_Problem requirements_
In the records that follow, locate every line with "segment" and extract it.

_Records provided_
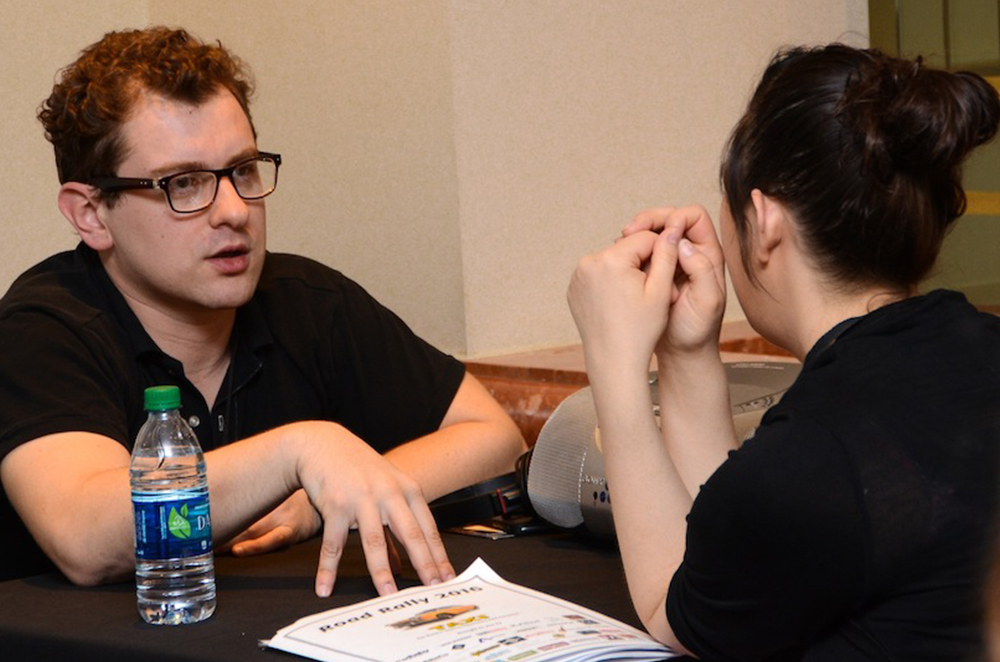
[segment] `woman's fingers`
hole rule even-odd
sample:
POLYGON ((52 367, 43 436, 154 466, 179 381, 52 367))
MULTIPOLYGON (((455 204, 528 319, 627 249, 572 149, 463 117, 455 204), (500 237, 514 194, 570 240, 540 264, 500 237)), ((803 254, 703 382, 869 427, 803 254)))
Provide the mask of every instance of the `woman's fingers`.
POLYGON ((694 242, 681 239, 677 247, 680 293, 671 305, 670 324, 658 351, 689 351, 717 342, 726 307, 725 286, 719 284, 712 260, 694 242))
POLYGON ((653 243, 649 256, 646 292, 654 301, 669 304, 673 299, 674 272, 677 269, 677 247, 682 241, 676 228, 667 228, 653 243))
POLYGON ((697 299, 715 313, 725 305, 724 290, 720 287, 716 267, 712 259, 700 250, 694 242, 682 239, 678 246, 678 260, 687 275, 690 291, 697 299))
POLYGON ((627 237, 637 232, 649 230, 650 232, 660 232, 667 226, 667 220, 675 211, 674 207, 657 207, 647 209, 636 214, 628 225, 622 230, 622 236, 627 237))

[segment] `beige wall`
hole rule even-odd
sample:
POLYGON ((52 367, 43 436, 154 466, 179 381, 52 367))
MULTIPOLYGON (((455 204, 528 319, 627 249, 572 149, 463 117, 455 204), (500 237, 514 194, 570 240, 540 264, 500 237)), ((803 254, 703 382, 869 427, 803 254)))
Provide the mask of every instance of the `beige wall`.
POLYGON ((0 0, 0 292, 22 271, 76 245, 56 208, 52 149, 35 119, 57 70, 108 30, 147 21, 145 3, 0 0))
POLYGON ((578 341, 576 260, 647 206, 716 210, 772 52, 867 43, 866 0, 3 4, 0 288, 74 244, 34 120, 56 69, 106 29, 183 24, 257 75, 260 145, 285 157, 272 250, 341 269, 460 356, 578 341))

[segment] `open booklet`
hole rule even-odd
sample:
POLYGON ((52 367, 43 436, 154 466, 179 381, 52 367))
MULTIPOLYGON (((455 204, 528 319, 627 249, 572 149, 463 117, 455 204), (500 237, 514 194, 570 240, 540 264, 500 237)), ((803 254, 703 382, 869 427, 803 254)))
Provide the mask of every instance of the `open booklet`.
POLYGON ((308 616, 261 644, 338 662, 597 662, 675 656, 625 623, 505 581, 482 559, 449 582, 308 616))

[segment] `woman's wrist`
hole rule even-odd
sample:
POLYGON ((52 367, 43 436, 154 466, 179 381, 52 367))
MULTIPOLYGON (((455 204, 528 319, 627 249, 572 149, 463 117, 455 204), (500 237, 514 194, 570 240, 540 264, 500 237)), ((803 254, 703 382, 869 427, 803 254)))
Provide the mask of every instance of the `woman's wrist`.
POLYGON ((649 374, 653 353, 637 352, 630 349, 628 352, 599 351, 595 347, 583 346, 584 364, 591 382, 600 381, 621 381, 636 376, 643 379, 649 374))
POLYGON ((721 360, 719 337, 715 335, 697 345, 676 347, 660 343, 656 347, 656 364, 658 366, 675 365, 679 369, 697 367, 706 362, 721 360))
MULTIPOLYGON (((718 345, 697 351, 657 353, 657 379, 663 390, 686 399, 694 393, 703 393, 710 384, 725 381, 725 369, 718 345)), ((700 396, 699 396, 700 397, 700 396)))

_Response box_
[segment] `woman's fingers`
[segment] `beige wall`
[segment] `open booklet`
[segment] `woman's wrist`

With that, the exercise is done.